Print out each entry below in full, exactly as given, excluding pictures.

Source material -
---+---

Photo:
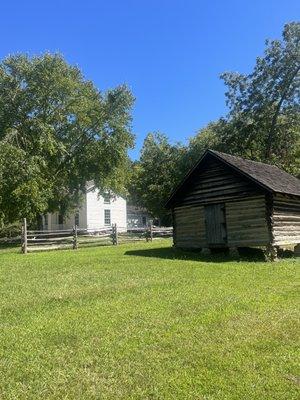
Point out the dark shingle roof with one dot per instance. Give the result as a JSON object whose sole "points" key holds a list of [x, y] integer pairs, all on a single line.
{"points": [[267, 176]]}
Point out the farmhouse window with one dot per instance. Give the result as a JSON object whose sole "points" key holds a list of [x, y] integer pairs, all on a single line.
{"points": [[107, 219]]}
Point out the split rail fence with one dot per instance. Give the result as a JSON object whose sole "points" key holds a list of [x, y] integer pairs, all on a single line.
{"points": [[39, 240]]}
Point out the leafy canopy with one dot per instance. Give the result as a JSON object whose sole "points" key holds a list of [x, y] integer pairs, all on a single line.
{"points": [[57, 131]]}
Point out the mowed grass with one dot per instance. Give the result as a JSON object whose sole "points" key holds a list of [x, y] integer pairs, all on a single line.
{"points": [[143, 321]]}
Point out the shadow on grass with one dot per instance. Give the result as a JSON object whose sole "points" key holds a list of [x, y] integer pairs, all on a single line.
{"points": [[172, 253]]}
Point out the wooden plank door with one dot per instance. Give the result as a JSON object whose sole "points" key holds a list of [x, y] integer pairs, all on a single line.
{"points": [[215, 224]]}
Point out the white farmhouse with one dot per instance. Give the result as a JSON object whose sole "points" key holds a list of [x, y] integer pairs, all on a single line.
{"points": [[96, 211]]}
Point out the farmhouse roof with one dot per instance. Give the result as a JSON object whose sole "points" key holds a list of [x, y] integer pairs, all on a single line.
{"points": [[267, 176]]}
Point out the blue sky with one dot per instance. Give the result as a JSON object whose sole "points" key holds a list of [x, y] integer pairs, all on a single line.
{"points": [[170, 53]]}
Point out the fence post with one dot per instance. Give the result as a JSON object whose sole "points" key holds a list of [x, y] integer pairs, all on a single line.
{"points": [[75, 241], [116, 235], [150, 233], [24, 236]]}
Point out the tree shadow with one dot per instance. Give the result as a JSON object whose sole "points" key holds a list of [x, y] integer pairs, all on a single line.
{"points": [[172, 253]]}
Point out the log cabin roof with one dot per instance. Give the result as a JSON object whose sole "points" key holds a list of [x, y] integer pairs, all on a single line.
{"points": [[269, 177]]}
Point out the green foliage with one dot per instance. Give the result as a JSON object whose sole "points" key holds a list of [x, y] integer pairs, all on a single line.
{"points": [[155, 175], [264, 118], [57, 131], [145, 321]]}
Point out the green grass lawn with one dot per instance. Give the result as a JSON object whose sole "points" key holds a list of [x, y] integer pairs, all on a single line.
{"points": [[143, 321]]}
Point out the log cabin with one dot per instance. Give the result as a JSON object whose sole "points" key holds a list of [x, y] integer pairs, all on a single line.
{"points": [[229, 202]]}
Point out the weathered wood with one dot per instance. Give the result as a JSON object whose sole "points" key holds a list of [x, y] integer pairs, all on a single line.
{"points": [[75, 239], [24, 237]]}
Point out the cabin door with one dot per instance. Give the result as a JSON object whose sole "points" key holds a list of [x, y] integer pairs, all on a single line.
{"points": [[215, 224]]}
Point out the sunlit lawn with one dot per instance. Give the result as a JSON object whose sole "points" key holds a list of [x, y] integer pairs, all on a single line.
{"points": [[143, 321]]}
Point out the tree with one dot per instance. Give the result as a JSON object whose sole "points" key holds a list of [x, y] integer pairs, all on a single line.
{"points": [[264, 119], [57, 131], [156, 174]]}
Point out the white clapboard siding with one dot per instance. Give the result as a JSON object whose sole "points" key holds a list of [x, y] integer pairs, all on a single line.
{"points": [[95, 210], [91, 213]]}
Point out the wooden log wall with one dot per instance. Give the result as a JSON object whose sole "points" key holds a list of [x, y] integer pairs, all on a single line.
{"points": [[286, 219], [246, 222], [217, 183], [189, 227]]}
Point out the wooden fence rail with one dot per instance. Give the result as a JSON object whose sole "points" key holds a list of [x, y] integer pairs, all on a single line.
{"points": [[38, 240]]}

---+---

Written response -
Photo:
Point out the dark shingle roof with one dot per instance. Give the result as a JSON object whose sole "points" key holds a list of [x, y] integer pairs, all on a single line.
{"points": [[267, 176]]}
Point out the farmhouse window with one dot per instance. Give the result as a JSON object whose sole "points" key holds a list of [x, y] integer pairs, all on a single line.
{"points": [[107, 219]]}
Point out the split rail fence with one dot per instance. Give the result as a JSON object whose sole "points" key holds a list of [x, y] integer pairs, all on a single line.
{"points": [[39, 240]]}
Point out the leafy canopy with one dot per instance. Give the result as a JSON object whose sole "points" key holds a list of [x, y] integer pairs, all on a single line.
{"points": [[57, 131]]}
Point out the mowed grass with one dot per instance. Give the result as a JSON object whose sole "points" key holds a list of [x, y] integer pairs, all on a single line.
{"points": [[143, 321]]}
Point out the shadow on grass with one dot per instance. Give the result as a JSON object whose sole "points" key holds a list of [x, y] integer pairs, all on a single line.
{"points": [[172, 253]]}
Point out the wooden plank door with one dot per instance. Give the result as a JSON object whose sole "points" key holds a list of [x, y] integer pairs, all on a single line.
{"points": [[215, 224]]}
Point out the white farmhouse with one dot per instance. Give the result as a JSON object whose sole "points" key holds a list of [x, y] integer pairs, all on a single line.
{"points": [[96, 211]]}
Point out the farmhouse roof with one dot per instance. Give the result as a JSON object whose sole "points" key holds a list of [x, y] integer pairs, all on a single line.
{"points": [[267, 176]]}
Point out the blue sky with one dot per instance. Give the result as a JSON object whose sole "points" key holds a list of [x, y] integer pairs, all on a single line.
{"points": [[170, 53]]}
Point out the fence post with one dot per instance. Give the result as a JSON object whose sole "points" key holds a list of [x, y] integer pairs, all on a single line.
{"points": [[75, 241], [116, 235], [150, 233], [24, 236]]}
Point out the tree shadow with one dot per instance. Give the result as a JSON object whose sole "points" key holds a list of [x, y] integer pairs, all on a single line.
{"points": [[172, 253]]}
Point out the log cabin roof with one dot per instance. Give the result as a JSON object whose sole "points" key holds a list of [x, y] integer pairs, all on a single line.
{"points": [[269, 177]]}
Point out the green foliage with one dot per instance. Give the result as a JSON object whose sole "points" key holds a list of [x, y] integer pairs, all on a single line.
{"points": [[155, 175], [264, 118], [57, 131], [145, 321]]}
Point out the green grass lawn with one dot per instance. Give the result as a JSON object whose sole "points" key holds a list of [x, y] integer pairs, all on a single line.
{"points": [[143, 321]]}
Point out the log cabin with one dot per instance. Give the result as a JSON object whose sole "points" key holds a list of [x, y] integer pairs, all on a single line.
{"points": [[229, 202]]}
Point out the weathered wood with one dot per instance. Give the result as a JSON object whose sole "points" key holds a list of [x, y] integer pairs, all on a single line.
{"points": [[75, 239], [24, 237]]}
Point out the cabin door with one dot per instance. Give the result as a JSON object whose sole "points" key holds a list of [x, y] integer pairs, all on a single line.
{"points": [[215, 224]]}
Point out the sunlit lawn with one dot per instance. Give the result as a JSON object whose sole "points" key holds a list of [x, y] integer pairs, all on a single line.
{"points": [[143, 321]]}
Point out the tree with one dot per instance. Give the result as a JSON object whose sole "points" key holds a list of [x, y] integer pairs, all on a single line.
{"points": [[264, 119], [57, 131], [156, 174]]}
Point out the white clapboard siding with one dot per instance. Give the result as a JSON object whose sole "points" key holds a list of [x, y] integer pairs, all on a single line.
{"points": [[95, 210], [91, 213]]}
Point out the wooden log wall with one dot per instance. Give the result as a JSON object whose sole "points" key holds a list of [x, y] integer pairs, all on a single line.
{"points": [[286, 219], [246, 222], [217, 183], [189, 227]]}
Point out the wooden fence rail with one dot per instance. Give the result as a JSON object whose sole "points" key holds a list of [x, y] integer pairs, all on a single line.
{"points": [[38, 240]]}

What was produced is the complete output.